**Given instruction**
Turn the data from the line containing "Segment out tiled" up to and including the line containing "[[38, 17, 300, 129]]" into a JSON list of strings, one string per line, with blank lines skipped. Leave the pictures out of the list.

**Dataset excerpt**
— Begin —
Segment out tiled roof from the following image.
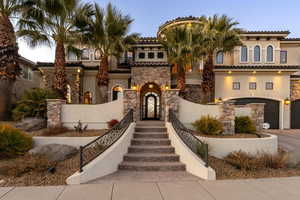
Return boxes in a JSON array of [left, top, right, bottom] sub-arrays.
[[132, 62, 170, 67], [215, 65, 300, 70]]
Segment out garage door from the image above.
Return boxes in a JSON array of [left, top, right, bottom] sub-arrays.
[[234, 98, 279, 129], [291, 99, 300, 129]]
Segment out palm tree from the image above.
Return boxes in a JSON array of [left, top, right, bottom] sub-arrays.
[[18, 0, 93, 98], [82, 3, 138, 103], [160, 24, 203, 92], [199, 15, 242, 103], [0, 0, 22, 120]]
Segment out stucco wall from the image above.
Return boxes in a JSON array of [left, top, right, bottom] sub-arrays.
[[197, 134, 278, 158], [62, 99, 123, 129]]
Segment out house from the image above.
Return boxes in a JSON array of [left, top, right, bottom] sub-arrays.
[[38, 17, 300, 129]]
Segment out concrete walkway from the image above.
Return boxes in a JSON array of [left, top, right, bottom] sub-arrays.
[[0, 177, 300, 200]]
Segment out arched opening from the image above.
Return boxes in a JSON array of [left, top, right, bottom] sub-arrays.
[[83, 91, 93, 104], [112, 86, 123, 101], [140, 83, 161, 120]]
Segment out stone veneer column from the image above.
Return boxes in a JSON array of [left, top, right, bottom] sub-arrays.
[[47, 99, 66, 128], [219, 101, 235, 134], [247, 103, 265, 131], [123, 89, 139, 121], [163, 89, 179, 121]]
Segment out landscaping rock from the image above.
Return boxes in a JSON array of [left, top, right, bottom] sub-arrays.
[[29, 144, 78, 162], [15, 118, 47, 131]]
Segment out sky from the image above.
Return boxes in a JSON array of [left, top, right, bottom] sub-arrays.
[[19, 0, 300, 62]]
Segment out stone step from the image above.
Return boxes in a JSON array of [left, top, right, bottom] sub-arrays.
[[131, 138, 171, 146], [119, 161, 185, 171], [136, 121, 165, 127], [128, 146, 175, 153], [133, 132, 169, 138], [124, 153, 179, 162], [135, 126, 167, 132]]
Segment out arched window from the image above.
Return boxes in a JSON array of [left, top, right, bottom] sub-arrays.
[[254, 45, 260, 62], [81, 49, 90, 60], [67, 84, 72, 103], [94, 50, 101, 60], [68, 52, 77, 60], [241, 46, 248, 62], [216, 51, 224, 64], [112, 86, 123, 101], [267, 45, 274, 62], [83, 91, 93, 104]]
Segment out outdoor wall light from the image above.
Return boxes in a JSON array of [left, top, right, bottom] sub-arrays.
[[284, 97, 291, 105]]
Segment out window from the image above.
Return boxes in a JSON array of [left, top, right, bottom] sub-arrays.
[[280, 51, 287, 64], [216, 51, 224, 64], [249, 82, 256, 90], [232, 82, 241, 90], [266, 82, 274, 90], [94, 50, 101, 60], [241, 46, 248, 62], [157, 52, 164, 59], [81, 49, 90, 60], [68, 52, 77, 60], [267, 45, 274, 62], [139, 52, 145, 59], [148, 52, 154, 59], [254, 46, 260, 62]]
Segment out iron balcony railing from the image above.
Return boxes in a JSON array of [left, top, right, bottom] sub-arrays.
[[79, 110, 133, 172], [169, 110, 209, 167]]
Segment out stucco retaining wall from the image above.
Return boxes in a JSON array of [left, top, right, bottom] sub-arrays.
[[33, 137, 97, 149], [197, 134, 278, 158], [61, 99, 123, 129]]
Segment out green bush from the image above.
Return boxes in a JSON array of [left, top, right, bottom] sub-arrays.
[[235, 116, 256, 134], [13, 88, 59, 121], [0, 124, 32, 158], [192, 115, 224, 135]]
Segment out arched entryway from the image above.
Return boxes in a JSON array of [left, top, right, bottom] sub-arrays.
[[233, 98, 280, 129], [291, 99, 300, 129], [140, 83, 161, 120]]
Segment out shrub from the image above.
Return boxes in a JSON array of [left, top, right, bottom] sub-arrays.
— End —
— Begin —
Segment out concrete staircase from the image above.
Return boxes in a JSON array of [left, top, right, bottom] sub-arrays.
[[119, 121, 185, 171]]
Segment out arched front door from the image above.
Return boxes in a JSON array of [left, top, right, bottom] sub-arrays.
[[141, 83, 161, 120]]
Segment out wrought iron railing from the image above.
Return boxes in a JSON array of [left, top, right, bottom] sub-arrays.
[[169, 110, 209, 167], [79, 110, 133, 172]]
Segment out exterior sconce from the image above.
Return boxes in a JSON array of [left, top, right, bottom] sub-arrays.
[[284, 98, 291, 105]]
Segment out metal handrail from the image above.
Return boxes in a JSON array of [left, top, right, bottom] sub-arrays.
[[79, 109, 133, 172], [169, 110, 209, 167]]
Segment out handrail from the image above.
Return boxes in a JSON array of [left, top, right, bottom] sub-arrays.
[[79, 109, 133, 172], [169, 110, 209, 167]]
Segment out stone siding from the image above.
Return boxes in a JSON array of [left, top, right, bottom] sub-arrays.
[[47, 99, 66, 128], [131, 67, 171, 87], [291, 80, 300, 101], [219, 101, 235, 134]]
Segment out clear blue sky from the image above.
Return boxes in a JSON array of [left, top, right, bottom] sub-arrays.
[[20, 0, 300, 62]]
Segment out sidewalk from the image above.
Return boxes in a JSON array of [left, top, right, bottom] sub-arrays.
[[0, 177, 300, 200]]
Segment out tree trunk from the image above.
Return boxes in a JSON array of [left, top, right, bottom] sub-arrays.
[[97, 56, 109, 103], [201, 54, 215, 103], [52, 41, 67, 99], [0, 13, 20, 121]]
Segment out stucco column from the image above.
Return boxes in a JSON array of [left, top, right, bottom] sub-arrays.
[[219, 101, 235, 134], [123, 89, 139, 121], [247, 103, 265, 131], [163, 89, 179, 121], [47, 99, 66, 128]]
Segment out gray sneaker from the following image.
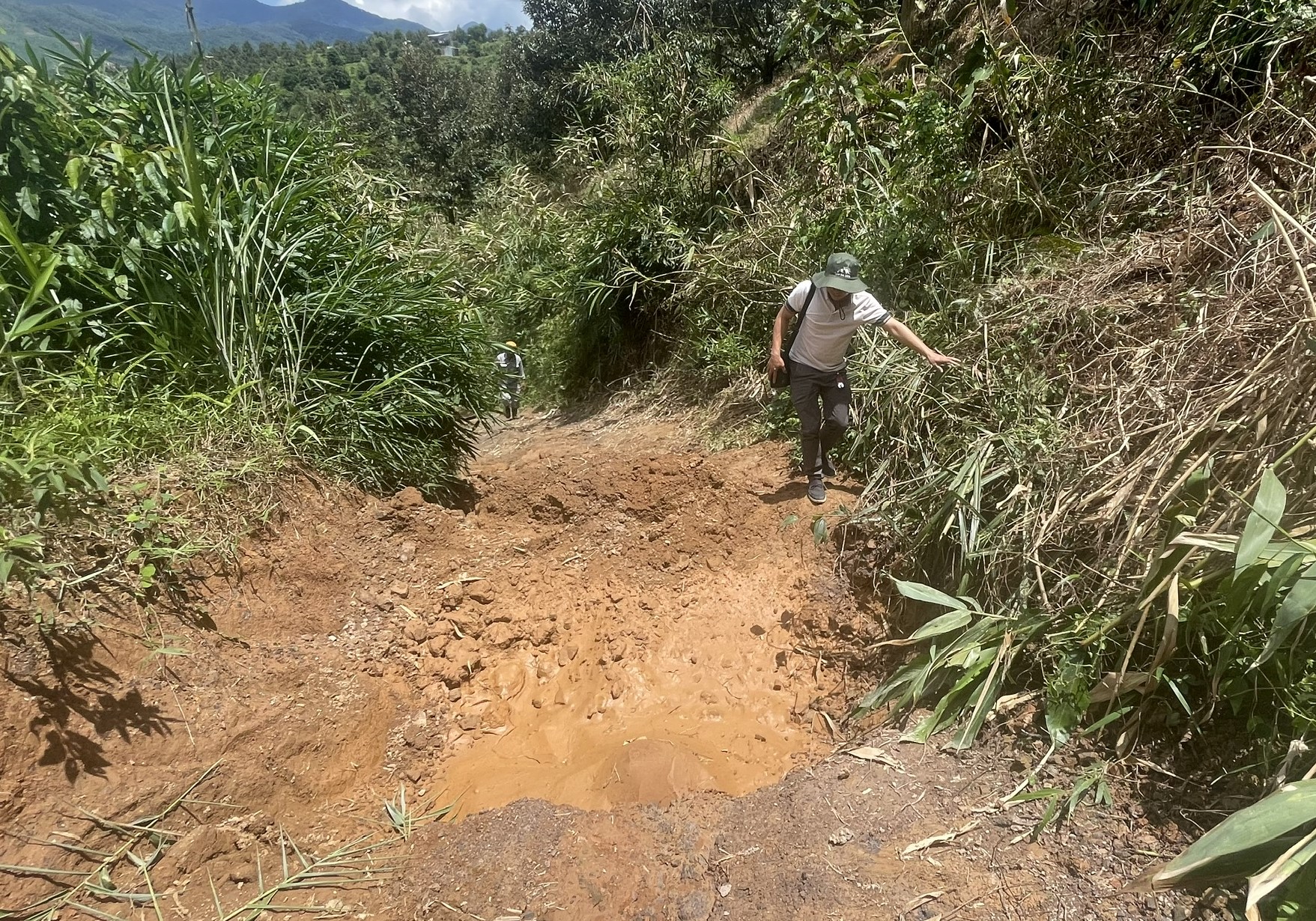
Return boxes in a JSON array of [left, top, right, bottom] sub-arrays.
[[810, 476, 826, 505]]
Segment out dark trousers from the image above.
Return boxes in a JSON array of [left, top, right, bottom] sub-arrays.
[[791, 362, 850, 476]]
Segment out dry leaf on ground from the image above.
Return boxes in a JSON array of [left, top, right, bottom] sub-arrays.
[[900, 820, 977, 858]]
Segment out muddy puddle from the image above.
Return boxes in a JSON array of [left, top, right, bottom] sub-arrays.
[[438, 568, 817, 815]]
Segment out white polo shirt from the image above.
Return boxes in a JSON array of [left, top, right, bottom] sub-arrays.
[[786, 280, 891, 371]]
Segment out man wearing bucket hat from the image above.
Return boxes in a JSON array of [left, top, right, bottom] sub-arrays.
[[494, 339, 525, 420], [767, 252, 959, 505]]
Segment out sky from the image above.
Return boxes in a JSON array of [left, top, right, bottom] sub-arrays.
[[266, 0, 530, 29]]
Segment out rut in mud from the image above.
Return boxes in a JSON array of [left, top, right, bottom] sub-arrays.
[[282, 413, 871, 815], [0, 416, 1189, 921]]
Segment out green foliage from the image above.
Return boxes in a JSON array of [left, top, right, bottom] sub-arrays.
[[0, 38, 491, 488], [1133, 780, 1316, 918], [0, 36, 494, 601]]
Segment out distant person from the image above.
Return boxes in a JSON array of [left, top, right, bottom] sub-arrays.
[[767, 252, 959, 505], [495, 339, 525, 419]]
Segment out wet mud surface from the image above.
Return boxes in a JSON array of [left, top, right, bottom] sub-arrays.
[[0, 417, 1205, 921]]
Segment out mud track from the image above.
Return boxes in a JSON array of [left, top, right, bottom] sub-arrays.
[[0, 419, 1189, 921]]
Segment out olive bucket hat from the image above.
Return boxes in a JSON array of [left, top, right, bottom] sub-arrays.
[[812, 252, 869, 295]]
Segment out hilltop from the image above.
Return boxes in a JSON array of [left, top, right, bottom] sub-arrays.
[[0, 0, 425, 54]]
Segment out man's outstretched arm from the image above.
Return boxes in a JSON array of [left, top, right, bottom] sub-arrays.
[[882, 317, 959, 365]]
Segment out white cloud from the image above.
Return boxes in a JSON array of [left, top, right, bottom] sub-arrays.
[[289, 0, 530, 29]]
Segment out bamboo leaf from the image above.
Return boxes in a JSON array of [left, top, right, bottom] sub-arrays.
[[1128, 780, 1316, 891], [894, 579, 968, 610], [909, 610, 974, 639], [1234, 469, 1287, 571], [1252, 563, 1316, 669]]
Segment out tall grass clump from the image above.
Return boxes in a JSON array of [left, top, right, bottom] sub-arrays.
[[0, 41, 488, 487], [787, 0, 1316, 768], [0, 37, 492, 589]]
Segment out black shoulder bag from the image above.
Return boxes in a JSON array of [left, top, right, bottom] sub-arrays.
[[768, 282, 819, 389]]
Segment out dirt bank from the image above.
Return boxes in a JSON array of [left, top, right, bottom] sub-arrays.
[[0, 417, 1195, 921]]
— End —
— Begin —
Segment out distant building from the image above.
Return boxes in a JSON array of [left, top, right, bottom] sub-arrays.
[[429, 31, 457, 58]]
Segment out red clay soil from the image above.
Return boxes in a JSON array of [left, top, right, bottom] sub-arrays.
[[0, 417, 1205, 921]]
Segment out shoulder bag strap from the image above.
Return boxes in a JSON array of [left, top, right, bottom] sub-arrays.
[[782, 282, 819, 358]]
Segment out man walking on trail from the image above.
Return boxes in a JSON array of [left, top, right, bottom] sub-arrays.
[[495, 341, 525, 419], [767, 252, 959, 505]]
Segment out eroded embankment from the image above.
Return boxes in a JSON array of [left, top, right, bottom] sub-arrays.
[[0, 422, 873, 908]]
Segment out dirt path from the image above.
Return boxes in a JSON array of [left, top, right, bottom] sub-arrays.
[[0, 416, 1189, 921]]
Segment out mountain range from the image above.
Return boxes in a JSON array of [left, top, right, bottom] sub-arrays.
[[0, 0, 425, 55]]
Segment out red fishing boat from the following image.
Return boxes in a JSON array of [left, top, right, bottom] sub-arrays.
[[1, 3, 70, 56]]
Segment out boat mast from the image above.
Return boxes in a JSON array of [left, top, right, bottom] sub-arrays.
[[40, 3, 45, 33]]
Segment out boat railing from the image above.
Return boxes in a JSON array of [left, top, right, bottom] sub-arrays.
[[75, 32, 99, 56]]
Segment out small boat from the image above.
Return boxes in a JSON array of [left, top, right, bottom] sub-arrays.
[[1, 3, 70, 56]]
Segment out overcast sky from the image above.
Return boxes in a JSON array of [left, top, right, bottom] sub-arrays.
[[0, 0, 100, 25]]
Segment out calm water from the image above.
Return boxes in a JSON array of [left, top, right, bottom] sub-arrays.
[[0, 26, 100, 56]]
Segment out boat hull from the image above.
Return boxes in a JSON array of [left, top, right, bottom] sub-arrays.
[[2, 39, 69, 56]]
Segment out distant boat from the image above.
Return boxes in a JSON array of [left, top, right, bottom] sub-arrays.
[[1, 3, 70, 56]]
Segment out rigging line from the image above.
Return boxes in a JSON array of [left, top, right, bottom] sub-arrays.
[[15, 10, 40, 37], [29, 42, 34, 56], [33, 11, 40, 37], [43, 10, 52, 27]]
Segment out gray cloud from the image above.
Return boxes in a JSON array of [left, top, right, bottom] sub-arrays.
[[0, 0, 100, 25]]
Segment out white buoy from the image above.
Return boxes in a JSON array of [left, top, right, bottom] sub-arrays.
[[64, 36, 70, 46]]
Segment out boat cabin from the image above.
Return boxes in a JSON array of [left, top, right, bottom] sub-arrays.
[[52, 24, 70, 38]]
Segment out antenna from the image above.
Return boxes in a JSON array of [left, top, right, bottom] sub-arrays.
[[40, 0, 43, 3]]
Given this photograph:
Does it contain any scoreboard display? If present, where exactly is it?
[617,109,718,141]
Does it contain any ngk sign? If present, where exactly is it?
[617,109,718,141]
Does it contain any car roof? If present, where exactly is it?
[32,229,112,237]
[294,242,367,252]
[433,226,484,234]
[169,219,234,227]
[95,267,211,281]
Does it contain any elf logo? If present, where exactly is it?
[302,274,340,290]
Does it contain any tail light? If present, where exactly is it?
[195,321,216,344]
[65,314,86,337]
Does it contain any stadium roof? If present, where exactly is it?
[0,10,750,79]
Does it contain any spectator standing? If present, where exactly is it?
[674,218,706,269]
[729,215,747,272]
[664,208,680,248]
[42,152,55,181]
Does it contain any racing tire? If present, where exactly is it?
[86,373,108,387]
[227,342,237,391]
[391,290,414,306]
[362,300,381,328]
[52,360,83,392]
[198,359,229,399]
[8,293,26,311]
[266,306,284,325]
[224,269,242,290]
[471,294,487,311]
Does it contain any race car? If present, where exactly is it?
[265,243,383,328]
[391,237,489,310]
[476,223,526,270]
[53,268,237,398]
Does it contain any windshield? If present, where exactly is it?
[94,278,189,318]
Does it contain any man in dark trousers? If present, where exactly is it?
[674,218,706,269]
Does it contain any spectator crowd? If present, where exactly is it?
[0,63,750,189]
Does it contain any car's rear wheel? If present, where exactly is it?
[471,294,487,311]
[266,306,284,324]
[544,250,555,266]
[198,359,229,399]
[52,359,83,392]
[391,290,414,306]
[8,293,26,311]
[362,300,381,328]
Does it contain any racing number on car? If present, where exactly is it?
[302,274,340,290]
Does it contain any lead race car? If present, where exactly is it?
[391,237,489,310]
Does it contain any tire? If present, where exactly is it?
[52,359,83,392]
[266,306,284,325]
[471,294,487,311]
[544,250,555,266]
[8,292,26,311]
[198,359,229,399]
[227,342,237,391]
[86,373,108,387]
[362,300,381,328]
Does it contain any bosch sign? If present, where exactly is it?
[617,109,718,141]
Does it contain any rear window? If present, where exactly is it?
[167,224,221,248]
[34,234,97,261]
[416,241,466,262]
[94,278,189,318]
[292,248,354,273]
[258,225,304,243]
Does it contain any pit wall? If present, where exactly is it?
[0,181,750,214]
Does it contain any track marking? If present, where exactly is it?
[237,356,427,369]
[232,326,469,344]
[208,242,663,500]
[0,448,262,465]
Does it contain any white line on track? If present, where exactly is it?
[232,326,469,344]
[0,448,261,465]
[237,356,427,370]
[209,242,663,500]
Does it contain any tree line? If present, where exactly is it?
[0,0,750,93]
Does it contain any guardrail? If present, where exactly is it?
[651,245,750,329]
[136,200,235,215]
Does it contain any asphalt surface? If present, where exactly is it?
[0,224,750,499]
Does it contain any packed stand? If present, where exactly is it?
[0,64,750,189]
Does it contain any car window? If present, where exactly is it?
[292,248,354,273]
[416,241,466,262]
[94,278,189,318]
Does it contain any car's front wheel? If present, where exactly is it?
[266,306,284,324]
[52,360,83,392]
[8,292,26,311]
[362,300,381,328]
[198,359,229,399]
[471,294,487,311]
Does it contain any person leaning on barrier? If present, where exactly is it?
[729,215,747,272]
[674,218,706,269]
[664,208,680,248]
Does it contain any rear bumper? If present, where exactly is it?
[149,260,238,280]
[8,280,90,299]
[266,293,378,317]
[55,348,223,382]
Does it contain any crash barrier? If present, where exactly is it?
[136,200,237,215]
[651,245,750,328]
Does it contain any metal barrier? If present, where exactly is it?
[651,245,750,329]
— End —
**Written answer**
[
  "Segment out tiled roof from the following image.",
  "Return boxes in a JSON array of [left, top, right, bottom] sub-arrays.",
  "[[132, 62, 170, 67], [215, 65, 300, 70]]",
  "Segment out garage door from the image above.",
  "Return boxes in a JSON array of [left, top, right, bottom] sub-arrays.",
  "[[234, 98, 279, 129], [291, 99, 300, 129]]",
  "Segment out palm tree from the image above.",
  "Return boxes in a JSON array of [left, top, right, bottom] sub-arrays.",
  "[[18, 0, 93, 98], [82, 3, 138, 103], [160, 24, 203, 92], [199, 15, 242, 103], [0, 0, 22, 120]]",
  "Segment out stucco wall from the image above.",
  "Return boxes in a JSON array of [left, top, right, bottom] sub-arrays.",
  "[[197, 134, 278, 158], [62, 99, 123, 129]]",
  "Segment out house from the image above.",
  "Return boxes in a JSON array of [left, top, right, bottom] sub-arrays.",
  "[[38, 17, 300, 129]]"
]